◆ Document section ◆
-*-*-

It’s hard not to like the taste of soda. It’s appealing to the sweet tooth, and the way that the carbonation feels when you take a sip is automatically addicting. As a kid having a soda wasn’t really a big deal because you were running around all day, but numerous health studies have helped millions of Americans reach the same conclusion: soda is horrible for you.
In a recent Huffington Post article they discuss the recent (though it seems like we’ve been talking about it for a long time) rise in obesity and diabetes and how this correlates to an increase in the consumption of soda beverages. Let’s follow the article and take a look at some of these health implications and their cost to society.
Obesity, Diabetes, and Healthcare:
Recently, as I’m sure you’ve already heard about, New York City mayor Michael Bloomberg tried to pass a bill that would put a ban on all large sugary beverages. He did this to try to curb the soda consumption of his city, whose obesity rate is increasing at an alarming rate. Though the bill got turned down in court, Bloomberg has mentioned that he plans to appeal it in hopes of getting it reinstated.

-*-*-

◆ Questions to answer ◆
1) In the text on soda and health, copy everything from "In a recent" down to "cost to society." word for word.
2) According to the text on soda and health, what would Michael Bloomberg's bill have banned?
3) Shorten the paragraph of the text on soda and health that begins "Recently, as I'm sure you've already heard about," keeping its main facts.

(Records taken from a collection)
-*-*-

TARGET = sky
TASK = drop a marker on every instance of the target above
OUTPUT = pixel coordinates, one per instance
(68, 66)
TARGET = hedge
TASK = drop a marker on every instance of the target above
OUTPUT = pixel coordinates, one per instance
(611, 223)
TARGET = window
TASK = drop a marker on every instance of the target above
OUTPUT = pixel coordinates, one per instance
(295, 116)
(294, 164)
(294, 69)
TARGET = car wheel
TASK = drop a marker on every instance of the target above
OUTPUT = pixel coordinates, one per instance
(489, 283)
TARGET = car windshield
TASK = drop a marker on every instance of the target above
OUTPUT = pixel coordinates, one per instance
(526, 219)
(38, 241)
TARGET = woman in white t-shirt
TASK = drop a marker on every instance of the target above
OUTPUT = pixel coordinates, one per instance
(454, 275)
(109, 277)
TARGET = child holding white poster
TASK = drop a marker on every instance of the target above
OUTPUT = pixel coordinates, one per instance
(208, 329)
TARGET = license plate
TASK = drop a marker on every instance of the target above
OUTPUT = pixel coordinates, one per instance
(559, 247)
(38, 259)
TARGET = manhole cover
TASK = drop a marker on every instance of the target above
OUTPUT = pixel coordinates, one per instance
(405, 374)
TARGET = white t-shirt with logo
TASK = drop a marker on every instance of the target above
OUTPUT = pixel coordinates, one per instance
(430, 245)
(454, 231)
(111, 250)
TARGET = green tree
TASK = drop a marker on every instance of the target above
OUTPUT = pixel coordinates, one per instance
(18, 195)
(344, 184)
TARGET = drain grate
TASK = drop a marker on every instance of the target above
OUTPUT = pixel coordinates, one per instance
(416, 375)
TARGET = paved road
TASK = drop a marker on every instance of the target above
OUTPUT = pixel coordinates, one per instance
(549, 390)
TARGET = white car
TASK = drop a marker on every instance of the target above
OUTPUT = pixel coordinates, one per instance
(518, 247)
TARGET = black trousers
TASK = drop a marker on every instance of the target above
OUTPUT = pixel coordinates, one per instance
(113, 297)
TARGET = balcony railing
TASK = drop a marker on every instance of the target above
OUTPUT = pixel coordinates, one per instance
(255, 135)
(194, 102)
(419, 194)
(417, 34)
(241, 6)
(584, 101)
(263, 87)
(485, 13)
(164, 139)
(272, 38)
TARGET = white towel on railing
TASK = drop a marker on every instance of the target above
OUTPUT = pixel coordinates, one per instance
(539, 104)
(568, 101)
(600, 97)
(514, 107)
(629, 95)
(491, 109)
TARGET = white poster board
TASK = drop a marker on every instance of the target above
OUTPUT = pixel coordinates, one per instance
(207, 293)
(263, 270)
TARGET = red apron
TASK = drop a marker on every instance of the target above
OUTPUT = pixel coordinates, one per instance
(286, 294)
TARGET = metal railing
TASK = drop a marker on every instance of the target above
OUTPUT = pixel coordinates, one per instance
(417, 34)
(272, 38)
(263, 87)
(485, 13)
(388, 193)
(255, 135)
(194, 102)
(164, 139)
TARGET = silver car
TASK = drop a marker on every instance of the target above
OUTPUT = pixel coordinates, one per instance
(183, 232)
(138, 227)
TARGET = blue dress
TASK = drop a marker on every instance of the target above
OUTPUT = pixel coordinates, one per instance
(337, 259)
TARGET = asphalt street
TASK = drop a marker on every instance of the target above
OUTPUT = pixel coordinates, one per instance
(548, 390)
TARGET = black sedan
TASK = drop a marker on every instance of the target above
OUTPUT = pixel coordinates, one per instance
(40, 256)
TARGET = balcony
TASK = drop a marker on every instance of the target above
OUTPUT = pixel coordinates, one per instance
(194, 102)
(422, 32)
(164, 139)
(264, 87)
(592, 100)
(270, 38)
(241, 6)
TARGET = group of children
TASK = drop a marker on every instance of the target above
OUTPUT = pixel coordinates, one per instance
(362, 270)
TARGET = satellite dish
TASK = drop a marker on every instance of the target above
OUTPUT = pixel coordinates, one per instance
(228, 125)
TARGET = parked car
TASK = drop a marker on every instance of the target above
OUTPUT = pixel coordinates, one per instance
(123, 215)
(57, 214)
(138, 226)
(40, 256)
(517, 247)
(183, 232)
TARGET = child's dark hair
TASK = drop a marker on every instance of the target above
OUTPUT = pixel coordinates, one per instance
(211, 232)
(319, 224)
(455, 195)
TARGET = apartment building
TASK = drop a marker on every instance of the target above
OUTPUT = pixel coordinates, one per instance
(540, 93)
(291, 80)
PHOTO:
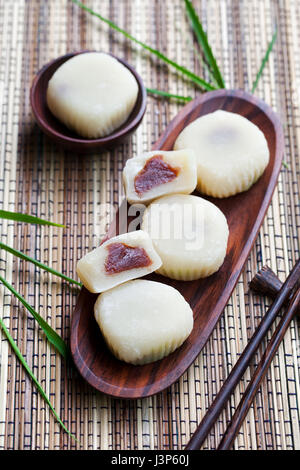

-*-*-

◆ Solutions below ◆
1)
In a recent Huffington Post article they discuss the recent (though it seems like we’ve been talking about it for a long time) rise in obesity and diabetes and how this correlates to an increase in the consumption of soda beverages. Let’s follow the article and take a look at some of these health implications and their cost to society.

2) All large sugary beverages.

3) New York City mayor Michael Bloomberg tried to pass a bill banning all large sugary beverages to curb soda consumption in a city whose obesity rate is rising alarmingly. A court turned the bill down, but Bloomberg plans to appeal to get it reinstated.